Each line of the listing must be set down exactly as it stands.

Data records:

::::

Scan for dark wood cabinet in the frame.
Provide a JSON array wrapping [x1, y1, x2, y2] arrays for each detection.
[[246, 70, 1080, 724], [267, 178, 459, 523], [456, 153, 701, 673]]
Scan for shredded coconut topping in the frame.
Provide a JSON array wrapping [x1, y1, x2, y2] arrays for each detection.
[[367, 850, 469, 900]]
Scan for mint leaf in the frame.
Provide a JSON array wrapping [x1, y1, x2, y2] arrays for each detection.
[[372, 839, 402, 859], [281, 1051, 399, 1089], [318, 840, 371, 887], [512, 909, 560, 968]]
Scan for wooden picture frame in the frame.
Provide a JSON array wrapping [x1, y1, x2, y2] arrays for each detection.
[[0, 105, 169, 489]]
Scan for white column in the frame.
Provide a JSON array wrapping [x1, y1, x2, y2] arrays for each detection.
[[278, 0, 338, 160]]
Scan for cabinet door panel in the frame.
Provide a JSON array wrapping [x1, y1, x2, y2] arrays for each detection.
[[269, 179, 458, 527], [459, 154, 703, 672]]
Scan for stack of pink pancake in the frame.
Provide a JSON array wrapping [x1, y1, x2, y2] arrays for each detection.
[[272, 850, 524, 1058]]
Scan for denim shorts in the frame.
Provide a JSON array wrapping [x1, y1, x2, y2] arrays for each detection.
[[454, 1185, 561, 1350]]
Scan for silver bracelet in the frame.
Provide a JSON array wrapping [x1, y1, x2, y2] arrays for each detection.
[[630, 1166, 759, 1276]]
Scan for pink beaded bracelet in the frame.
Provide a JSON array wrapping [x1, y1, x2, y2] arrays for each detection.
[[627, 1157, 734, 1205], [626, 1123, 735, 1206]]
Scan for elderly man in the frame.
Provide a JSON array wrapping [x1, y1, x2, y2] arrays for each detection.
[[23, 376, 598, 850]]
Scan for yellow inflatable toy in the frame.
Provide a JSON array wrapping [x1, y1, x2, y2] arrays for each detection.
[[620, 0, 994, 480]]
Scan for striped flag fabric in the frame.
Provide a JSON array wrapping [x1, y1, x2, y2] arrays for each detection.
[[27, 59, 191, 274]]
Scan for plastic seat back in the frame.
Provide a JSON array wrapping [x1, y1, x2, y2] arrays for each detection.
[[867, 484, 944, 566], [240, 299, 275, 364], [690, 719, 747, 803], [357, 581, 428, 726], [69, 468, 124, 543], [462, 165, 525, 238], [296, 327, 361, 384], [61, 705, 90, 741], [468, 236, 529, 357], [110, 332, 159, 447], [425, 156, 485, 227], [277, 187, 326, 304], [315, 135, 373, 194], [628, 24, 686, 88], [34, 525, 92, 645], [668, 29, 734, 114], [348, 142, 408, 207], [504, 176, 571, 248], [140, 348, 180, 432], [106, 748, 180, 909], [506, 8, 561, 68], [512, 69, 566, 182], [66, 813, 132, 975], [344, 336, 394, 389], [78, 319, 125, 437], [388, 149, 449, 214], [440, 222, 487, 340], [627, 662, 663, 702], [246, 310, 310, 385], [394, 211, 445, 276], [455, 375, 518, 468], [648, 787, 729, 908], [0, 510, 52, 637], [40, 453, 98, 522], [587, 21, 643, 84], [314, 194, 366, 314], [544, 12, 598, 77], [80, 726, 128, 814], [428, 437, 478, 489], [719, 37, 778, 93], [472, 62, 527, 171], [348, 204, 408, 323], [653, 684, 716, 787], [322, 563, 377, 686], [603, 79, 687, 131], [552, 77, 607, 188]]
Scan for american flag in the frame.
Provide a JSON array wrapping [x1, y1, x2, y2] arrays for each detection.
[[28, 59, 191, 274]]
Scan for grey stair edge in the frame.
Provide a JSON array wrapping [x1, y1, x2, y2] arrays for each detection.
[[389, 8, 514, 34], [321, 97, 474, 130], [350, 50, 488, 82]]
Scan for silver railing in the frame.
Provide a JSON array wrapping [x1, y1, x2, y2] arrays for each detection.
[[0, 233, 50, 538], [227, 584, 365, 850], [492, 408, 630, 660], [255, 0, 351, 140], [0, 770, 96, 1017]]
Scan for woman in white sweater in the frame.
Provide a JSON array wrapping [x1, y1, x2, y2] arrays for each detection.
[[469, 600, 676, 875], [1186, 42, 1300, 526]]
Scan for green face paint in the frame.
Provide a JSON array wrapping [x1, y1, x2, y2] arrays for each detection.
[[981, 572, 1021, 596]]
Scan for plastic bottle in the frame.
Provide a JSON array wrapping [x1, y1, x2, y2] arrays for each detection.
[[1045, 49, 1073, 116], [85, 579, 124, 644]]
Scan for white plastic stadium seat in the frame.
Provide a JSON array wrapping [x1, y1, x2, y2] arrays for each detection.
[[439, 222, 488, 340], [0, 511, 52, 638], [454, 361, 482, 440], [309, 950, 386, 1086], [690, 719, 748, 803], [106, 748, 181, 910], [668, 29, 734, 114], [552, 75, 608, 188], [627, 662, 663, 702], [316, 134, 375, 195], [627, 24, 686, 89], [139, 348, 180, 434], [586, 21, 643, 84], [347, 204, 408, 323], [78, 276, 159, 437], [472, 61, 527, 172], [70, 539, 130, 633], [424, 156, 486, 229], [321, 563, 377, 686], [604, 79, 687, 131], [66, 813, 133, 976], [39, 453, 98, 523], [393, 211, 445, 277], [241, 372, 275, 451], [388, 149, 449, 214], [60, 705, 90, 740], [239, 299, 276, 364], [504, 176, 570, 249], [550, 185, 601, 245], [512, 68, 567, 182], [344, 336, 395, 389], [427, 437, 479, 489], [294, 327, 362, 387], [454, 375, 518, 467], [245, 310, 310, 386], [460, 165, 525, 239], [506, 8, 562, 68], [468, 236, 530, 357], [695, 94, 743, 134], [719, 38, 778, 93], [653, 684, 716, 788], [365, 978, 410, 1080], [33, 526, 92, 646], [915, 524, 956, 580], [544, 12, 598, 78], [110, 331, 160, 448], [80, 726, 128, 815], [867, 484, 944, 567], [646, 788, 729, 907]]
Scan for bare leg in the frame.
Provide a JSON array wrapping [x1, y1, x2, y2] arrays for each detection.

::::

Exercise solution:
Scan for dark wood cabinet in the frame.
Provide a JSON array wrapping [x1, y1, x2, y2] arrays for each detection.
[[246, 70, 1080, 724], [267, 178, 459, 523], [456, 153, 701, 673]]
Scan for shredded coconut topping in the frame.
Provide a JSON array wrapping [x1, y1, x2, y2] arrays for each detection.
[[367, 850, 469, 900]]
Scan for mint leaf in the frame.
Provide a JSON array wrapping [x1, y1, x2, y2] arrays for each detection.
[[372, 839, 402, 859], [281, 1051, 399, 1089], [318, 840, 371, 887], [512, 909, 560, 968]]
Scan for wooden picture frame in the frame.
Provide a JSON array wrapping [x1, y1, x2, y2] arrays for each detection.
[[0, 105, 169, 489]]
Scan for white column in the frame.
Provide a JSON array wrapping [x1, y1, x2, y2] arrays for each detection.
[[278, 0, 338, 160]]
Scan for cabinet door panel in the frame.
Provide a JSON array wrapping [x1, y1, x2, y2] arrays for each detection.
[[269, 179, 458, 527], [459, 154, 703, 672]]
Scan for stack of pink pancake in the frame.
Provide a JSON array wrapping [x1, y1, x2, y2] arrays for each detection.
[[272, 850, 524, 1058]]
Scan for denim shorts in the frame.
Provide a JSON array wrapping [x1, y1, x2, y2] arrays for each detection.
[[454, 1185, 561, 1350]]
Scan for silver bracelet in the frame.
Provide a JSON array wrapping [x1, y1, x2, y2] arrays for each detection.
[[630, 1166, 759, 1276]]
Scan for pink beaded bracelet in the frame.
Provide a JSON array wrapping [x1, y1, x2, y2] arrays for each detection.
[[627, 1157, 734, 1205], [626, 1123, 735, 1206]]
Scan for elderly man in the frame.
Provide a JSON array wrapping [x1, y1, x2, y2] arrays for each detection.
[[23, 376, 598, 850]]
Scan for yellow inflatable toy in the frame.
Provide a JSON array wrapping [x1, y1, x2, y2] arrays for each detection.
[[620, 0, 994, 480]]
Scan for striped flag fabric in the frame.
Provide a JSON array wrapping [x1, y1, x2, y2] arrays for each detection.
[[27, 59, 191, 274]]
Scan for plastic seat back in the frame.
Provide a JSON array wrapping [x1, y1, x2, y2] arrays for each detection.
[[867, 484, 944, 566], [240, 299, 275, 364], [690, 719, 747, 803], [357, 581, 428, 726], [69, 468, 124, 543], [462, 165, 525, 238], [296, 327, 361, 384], [61, 705, 90, 741], [468, 236, 529, 357], [110, 332, 159, 447], [425, 156, 485, 227], [277, 187, 326, 304], [315, 135, 373, 194], [628, 24, 686, 88], [34, 525, 92, 645], [668, 29, 734, 114], [348, 142, 408, 207], [504, 176, 571, 248], [140, 348, 180, 432], [106, 748, 180, 909], [506, 8, 561, 68], [512, 69, 566, 182], [66, 813, 132, 975], [344, 336, 394, 389], [78, 319, 125, 437], [388, 149, 449, 214], [440, 222, 487, 340], [627, 662, 663, 702], [246, 310, 310, 385], [394, 211, 445, 276], [455, 375, 518, 468], [648, 787, 729, 908], [0, 510, 52, 637], [40, 453, 98, 522], [587, 21, 643, 84], [314, 194, 366, 314], [544, 12, 598, 77], [80, 726, 128, 814], [428, 437, 478, 489], [719, 37, 778, 93], [472, 62, 527, 171], [348, 204, 408, 323], [653, 684, 716, 787], [322, 563, 377, 686], [603, 79, 687, 131], [552, 77, 607, 188]]
Scan for american flag in the frame.
Provide a JSON array wrapping [x1, y1, x2, y2] arrays for each detection.
[[28, 59, 191, 274]]
Scan for grey stair edge in the frame.
Provide a JSON array wrapping [x1, y1, x2, y2] arrays for each detection.
[[389, 8, 514, 34], [321, 97, 474, 130], [350, 50, 488, 82]]
Scan for silver railing in the frame.
Provide a JSON array wrapping [x1, y1, x2, y2] arrays for each detection.
[[0, 233, 50, 538], [227, 584, 365, 850], [492, 408, 630, 660], [255, 0, 351, 140], [0, 770, 96, 1017]]
Scan for woman in white sweater in the frame.
Provide a JSON array wrapping [x1, y1, x2, y2] arrays for each detection.
[[469, 600, 676, 875], [1186, 42, 1300, 526]]
Scan for green face paint in the frame.
Provide a JSON array wrapping [x1, y1, x2, y2] arrays for each detection.
[[981, 572, 1021, 596]]
Scan for plastic bottle in the frame.
Provide a JSON array wrapping [x1, y1, x2, y2] arrays for each detection.
[[1045, 49, 1073, 116], [85, 579, 124, 644]]
Scan for white plastic stadium seat in the frame.
Provide a JSON array wrapping [x1, y1, x2, y2] arrays for each detection.
[[439, 222, 488, 340], [0, 511, 52, 638], [454, 361, 482, 440], [309, 950, 386, 1086], [690, 719, 748, 803], [106, 748, 181, 910], [668, 29, 734, 114], [552, 75, 608, 188], [627, 662, 663, 702], [316, 134, 375, 195], [627, 24, 686, 89], [139, 348, 180, 434], [586, 21, 643, 84], [347, 204, 408, 323], [78, 276, 159, 437], [472, 61, 527, 172], [70, 539, 130, 633], [424, 156, 486, 229], [321, 563, 377, 686], [604, 79, 687, 131], [66, 813, 133, 976], [39, 453, 98, 523], [393, 211, 445, 277], [241, 372, 275, 451], [388, 149, 449, 214], [60, 705, 90, 740], [239, 299, 276, 364], [504, 176, 570, 249], [550, 185, 601, 245], [512, 68, 567, 182], [344, 336, 395, 389], [427, 437, 479, 489], [294, 327, 362, 387], [454, 375, 518, 467], [245, 310, 310, 386], [460, 165, 525, 239], [506, 8, 562, 68], [468, 236, 530, 357], [695, 94, 743, 134], [719, 38, 778, 93], [653, 684, 716, 788], [365, 978, 410, 1080], [33, 526, 92, 646], [915, 524, 956, 580], [544, 12, 598, 78], [110, 331, 160, 448], [80, 726, 128, 815], [867, 484, 944, 567], [646, 788, 729, 907]]
Scan for bare leg in the frame.
Provide a JSON array wrapping [x1, y1, x2, y2] arrays for each detection.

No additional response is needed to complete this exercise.